§ WHAT YOU NEED TO DO
a) According to the FSA overview, why does using a Flexible Spending Account leave more money available as disposable income? Answer in one to three sentences.
b) What is the most an individual can contribute each year to the Health Care FSA, according to the FSA overview?
c) Continue the FSA overview, starting after its last sentence.

You can use a Flexible Spending Account to set aside tax-free money through payroll deductions to pay qualified health and dependent care expenses. Because you don’t pay taxes on the money you contribute, more money is available to you as disposable income.
Your annual contribution is deducted evenly from your paychecks throughout the year. FSA funds are use or lose— any money remaining in your account after the deadline for the plan year’s claims (March 15 of the following year to incur expenses and April 30 to file claims), is forfeited. Your FSA funds do not roll over year to year. You must spend it in the calendar year that you contribute.
There are two types of FSAs to consider:
Health Care FSA
The Health Care FSA pays for eligible out-of-pocket medical, prescription, dental and vision expenses, such as health insurance deductibles, copays for prescription drugs and doctor’s visits, prescription eye wear and supplies, dental/orthodontia expenses and hearing aids. The maximum amount that you can contribute each year is $2,700 as an individual.

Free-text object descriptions

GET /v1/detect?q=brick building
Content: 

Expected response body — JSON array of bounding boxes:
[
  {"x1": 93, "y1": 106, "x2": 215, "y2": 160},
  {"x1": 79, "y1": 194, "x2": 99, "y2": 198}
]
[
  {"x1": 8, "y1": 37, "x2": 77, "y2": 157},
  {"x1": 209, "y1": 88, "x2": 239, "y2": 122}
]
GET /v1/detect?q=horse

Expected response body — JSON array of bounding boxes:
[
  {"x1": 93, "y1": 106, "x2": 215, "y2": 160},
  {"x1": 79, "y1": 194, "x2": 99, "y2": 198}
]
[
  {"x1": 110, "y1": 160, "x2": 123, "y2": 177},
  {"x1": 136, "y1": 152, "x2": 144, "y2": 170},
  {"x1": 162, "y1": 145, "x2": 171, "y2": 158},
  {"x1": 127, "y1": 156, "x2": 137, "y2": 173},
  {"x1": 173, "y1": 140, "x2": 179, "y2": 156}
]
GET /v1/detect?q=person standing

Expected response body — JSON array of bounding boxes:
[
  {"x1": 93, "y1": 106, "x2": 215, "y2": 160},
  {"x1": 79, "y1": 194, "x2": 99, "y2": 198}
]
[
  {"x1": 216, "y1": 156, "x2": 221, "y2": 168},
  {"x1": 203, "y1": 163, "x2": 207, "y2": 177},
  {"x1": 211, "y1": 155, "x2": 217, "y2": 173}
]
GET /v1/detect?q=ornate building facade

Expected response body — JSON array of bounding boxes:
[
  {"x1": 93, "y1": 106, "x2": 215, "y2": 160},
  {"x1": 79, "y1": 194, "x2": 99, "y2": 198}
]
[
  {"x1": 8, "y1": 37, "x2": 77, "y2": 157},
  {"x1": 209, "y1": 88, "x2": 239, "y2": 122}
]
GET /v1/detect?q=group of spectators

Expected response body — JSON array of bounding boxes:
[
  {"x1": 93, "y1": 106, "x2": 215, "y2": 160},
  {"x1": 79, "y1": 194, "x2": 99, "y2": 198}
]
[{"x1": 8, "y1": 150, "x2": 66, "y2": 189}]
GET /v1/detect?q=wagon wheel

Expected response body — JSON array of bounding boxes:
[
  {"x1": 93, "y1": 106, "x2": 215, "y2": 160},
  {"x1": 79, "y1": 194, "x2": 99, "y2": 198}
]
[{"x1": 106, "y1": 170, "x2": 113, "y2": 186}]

§ ANSWERS
a) You don't pay taxes on the money you contribute to a Flexible Spending Account. That leaves more money available to you as disposable income.

b) $2,700.

c)
Dependent Care FSA
The Dependent Care FSA allows you to set aside pre-tax funds for dependent care expenses (typically child care or day care expenses). Expenses can be claimed only for dependents under age 13, elderly dependents or dependents of any age if they qualify as disabled.
The maximum amount that you can contribute each year is $5,000 (or $2,500 if you’re married and filing separate tax returns).
If you’re married, your spouse must be working, looking for work, or be a full-time student for you to be eligible to set aside pre-tax dollars in a Dependent Care FSA.
Limited Use Health Care FSA
If you enroll in the Choice Value Plan or Choice Savings Plan you are allowed to contribute to a Limited Use Health Care FSA for eligible dental and vision expenses. While permissible, contributions may be better placed in an HSA where they have the same tax-advantages and no “use it in 2019 or lose it” rule.